The Committee was reminded that one of the main findings of the ConCourt was that the word ‘person’ used in the Act included a Member of Parliament (MP), as well as a member of the public, unless the provision itself excluded the Member, or the provision, when read, could not possibly apply to a Member. In this instance, in relation to section 7, the use of the term ‘person’ included a member of the public as well as a Member. However, concern was expressed that while there were processes and mechanisms through which to hold the Members to account, the same could not seemingly be said for members of the public.

Another question raised was whether, in the definition of ‘disturbance,’ ‘acts’ encompassed or included ‘verbal’ acts. Could this not affect freedom of speech? A Member asserted that not acknowledging that certain types of verbal behaviour constituted a ‘disturbance’ would allow the National Assembly to descend into chaos. The House should be guided by the societal norms of ‘acceptable behaviour.’ Another Member said it was vital that this Act be read in conjunction with what the Constitution actually stated, which was always that any act was ‘subject to the Rules of the House’. The ‘act’ would be subject to the Rules of the House, and it was these Rules which would determine whether it was a disturbance or not.

After considering the draft Bill, the Committee agreed that it should be published and that the comment period should be four weeks.   

Meeting report

Powers, Privileges and Immunities of Parliament and Provincial Legislatures Amendment Bill

Ms Daksha Kassan, Parliamentary Legal Advisor: Constitutional and Legal Services Office, presented the Powers, Privileges and Immunities of Parliament and Provincial Legislatures Amendment Bill, drafted as per the instructions of the National Assembly to the Committee on 19 May 2016, following the Constitutional Court judgment.   

She said the first page, among other things, reflected the name of the Bill, which was still open to revision by the Committee, pending which it remained the Powers, Privileges and Immunities of Parliament and Provincial Legislatures Amendment Bill. It also indicated the process which the Constitutional and Legal Services Office thought the Bill should go through, which was a section 75 process, as it was not a Bill that dealt with issues affecting the provinces.

[Items from a data source]
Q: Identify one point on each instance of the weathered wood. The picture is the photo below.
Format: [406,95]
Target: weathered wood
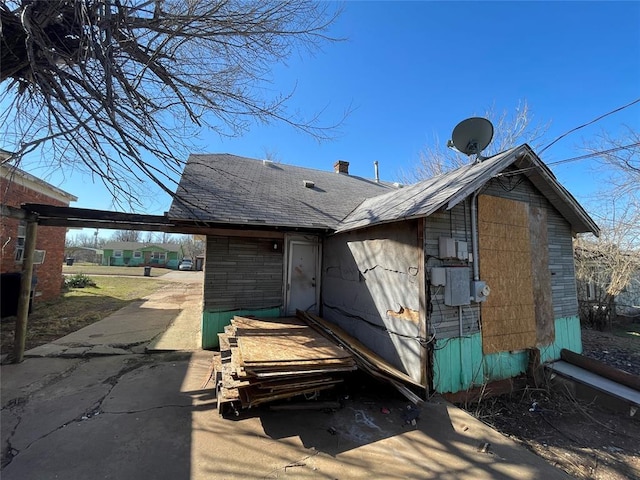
[357,348]
[258,349]
[599,368]
[541,276]
[275,359]
[25,292]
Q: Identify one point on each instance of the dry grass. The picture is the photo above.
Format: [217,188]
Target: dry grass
[78,308]
[93,269]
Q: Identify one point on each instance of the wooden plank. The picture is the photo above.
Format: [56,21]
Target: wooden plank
[361,351]
[278,349]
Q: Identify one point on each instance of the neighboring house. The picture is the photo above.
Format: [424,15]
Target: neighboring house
[135,254]
[451,280]
[19,187]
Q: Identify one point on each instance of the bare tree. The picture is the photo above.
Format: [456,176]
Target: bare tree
[108,84]
[510,129]
[620,158]
[607,267]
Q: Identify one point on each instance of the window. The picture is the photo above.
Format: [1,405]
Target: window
[159,256]
[20,241]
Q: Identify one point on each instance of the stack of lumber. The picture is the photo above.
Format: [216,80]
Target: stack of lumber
[366,359]
[262,360]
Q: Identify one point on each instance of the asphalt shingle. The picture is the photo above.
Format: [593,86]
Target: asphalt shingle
[224,188]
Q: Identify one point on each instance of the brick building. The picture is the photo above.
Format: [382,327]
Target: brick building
[18,187]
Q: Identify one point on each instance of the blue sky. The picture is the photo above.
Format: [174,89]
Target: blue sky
[410,71]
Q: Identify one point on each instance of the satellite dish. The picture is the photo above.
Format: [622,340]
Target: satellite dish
[471,136]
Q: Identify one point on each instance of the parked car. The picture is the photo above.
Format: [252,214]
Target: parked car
[185,265]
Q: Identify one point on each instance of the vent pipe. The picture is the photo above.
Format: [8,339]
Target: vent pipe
[341,167]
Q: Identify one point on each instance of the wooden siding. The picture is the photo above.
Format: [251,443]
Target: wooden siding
[455,223]
[242,274]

SHORT PROBLEM:
Reproduce the committee meeting summary, beginning at the words "After considering the" and stopping after "Constitutional Court judgment.", with "four weeks" swapped for "six weeks".

TASK SOLUTION:
After considering the draft Bill, the Committee agreed that it should be published and that the comment period should be six weeks.   

Meeting report

Powers, Privileges and Immunities of Parliament and Provincial Legislatures Amendment Bill

Ms Daksha Kassan, Parliamentary Legal Advisor: Constitutional and Legal Services Office, presented the Powers, Privileges and Immunities of Parliament and Provincial Legislatures Amendment Bill, drafted as per the instructions of the National Assembly to the Committee on 19 May 2016, following the Constitutional Court judgment.